* Exercises:
A: In the barrel horse article, what is the first thing the writer would check on the horse?
B: Reproduce word for word the stretch of the barrel horse article from "Every horse is" through "just this purpose.".
C: Translate this sentence from the barrel horse article into Spanish: "Every horse is an individual, so you may have the wrong bit."

What to do when your horse sticks his nose out, bounces on his front end when he stops or sets for a barrel, and otherwise costs you extra time on the barrel pattern. Why does he do this?  And what can you do to get him back on his rear end? The habits of sticking his nose out and bouncing on his front end and not getting on his rear end could be caused by pain in his mouth or the wrong bit. Maybe your horse is sore somewhere?

When a horse does flex at the poll, the soft tissues of his tongue are crowded together at the throat. That increases the pressure of the enamel points on a sore tongue, which can result in the bad habits mentioned above. You see, the horse’s tongue is a large, strong, mobile structure. The space between the rows of teeth is relatively small. Therefore, a horse has great difficulty avoiding the sharp enamel points, especially on the back teeth. The back part of the tongue contains some small bones, which give in width and rigidity. Therefore, the first thing I would check on my horse would be his teeth.  Have your Veterinarian or Equine Dentist float his teeth and see if this will cure the problem. 

Every horse is an individual, so you may have the wrong bit.  One advantage of going to a clinic is that you can experiment with different bits without having to buy one of every type. Usually the barrel racing instructor will bring a variety of bits to the clinic for just this purpose.

Possibly your bit is hung too low in your horse’s mouth. When you pull back it causes pain and he sticks his nose out to try and get away from the pain. Maybe a tie-down would help. 

If you can’t go to a clinic, I suggest you find someone in your area who is a barrel horse trainer and ask for advice or go take a lesson. It may save a lot of frustration and wasted time on your part.

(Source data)
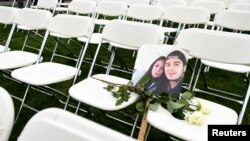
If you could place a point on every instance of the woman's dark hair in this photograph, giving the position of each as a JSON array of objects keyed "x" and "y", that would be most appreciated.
[
  {"x": 178, "y": 54},
  {"x": 156, "y": 81}
]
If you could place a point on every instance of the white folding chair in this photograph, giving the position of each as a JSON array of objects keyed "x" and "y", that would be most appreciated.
[
  {"x": 240, "y": 6},
  {"x": 131, "y": 2},
  {"x": 128, "y": 35},
  {"x": 7, "y": 114},
  {"x": 209, "y": 47},
  {"x": 145, "y": 13},
  {"x": 107, "y": 10},
  {"x": 219, "y": 115},
  {"x": 56, "y": 124},
  {"x": 124, "y": 34},
  {"x": 7, "y": 15},
  {"x": 82, "y": 7},
  {"x": 28, "y": 20},
  {"x": 46, "y": 73},
  {"x": 184, "y": 17},
  {"x": 213, "y": 6},
  {"x": 228, "y": 2},
  {"x": 46, "y": 4},
  {"x": 235, "y": 20},
  {"x": 167, "y": 3}
]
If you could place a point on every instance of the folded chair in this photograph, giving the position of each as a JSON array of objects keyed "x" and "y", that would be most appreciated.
[
  {"x": 46, "y": 73},
  {"x": 54, "y": 124},
  {"x": 204, "y": 44},
  {"x": 7, "y": 15},
  {"x": 28, "y": 21},
  {"x": 210, "y": 47},
  {"x": 127, "y": 35},
  {"x": 89, "y": 91},
  {"x": 7, "y": 114}
]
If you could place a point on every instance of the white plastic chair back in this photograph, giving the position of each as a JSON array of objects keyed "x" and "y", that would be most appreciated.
[
  {"x": 7, "y": 113},
  {"x": 233, "y": 19},
  {"x": 187, "y": 15},
  {"x": 33, "y": 18},
  {"x": 145, "y": 12},
  {"x": 111, "y": 8},
  {"x": 239, "y": 6},
  {"x": 167, "y": 3},
  {"x": 132, "y": 2},
  {"x": 71, "y": 25},
  {"x": 82, "y": 6},
  {"x": 213, "y": 6},
  {"x": 47, "y": 4},
  {"x": 132, "y": 34},
  {"x": 228, "y": 2},
  {"x": 7, "y": 14},
  {"x": 210, "y": 45},
  {"x": 55, "y": 124}
]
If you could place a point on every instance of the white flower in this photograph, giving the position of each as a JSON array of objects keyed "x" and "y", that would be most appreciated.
[{"x": 197, "y": 118}]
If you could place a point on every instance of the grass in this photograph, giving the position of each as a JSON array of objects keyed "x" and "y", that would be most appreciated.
[{"x": 41, "y": 101}]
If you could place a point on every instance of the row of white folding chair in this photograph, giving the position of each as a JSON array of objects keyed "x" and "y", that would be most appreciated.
[
  {"x": 57, "y": 124},
  {"x": 240, "y": 6},
  {"x": 218, "y": 42},
  {"x": 7, "y": 114},
  {"x": 46, "y": 73},
  {"x": 7, "y": 15},
  {"x": 119, "y": 34}
]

* Answers for each item:
A: His teeth.

B:
Every horse is an individual, so you may have the wrong bit.  One advantage of going to a clinic is that you can experiment with different bits without having to buy one of every type. Usually the barrel racing instructor will bring a variety of bits to the clinic for just this purpose.

C: Cada caballo es un individuo, así que puede que tengas el bocado equivocado.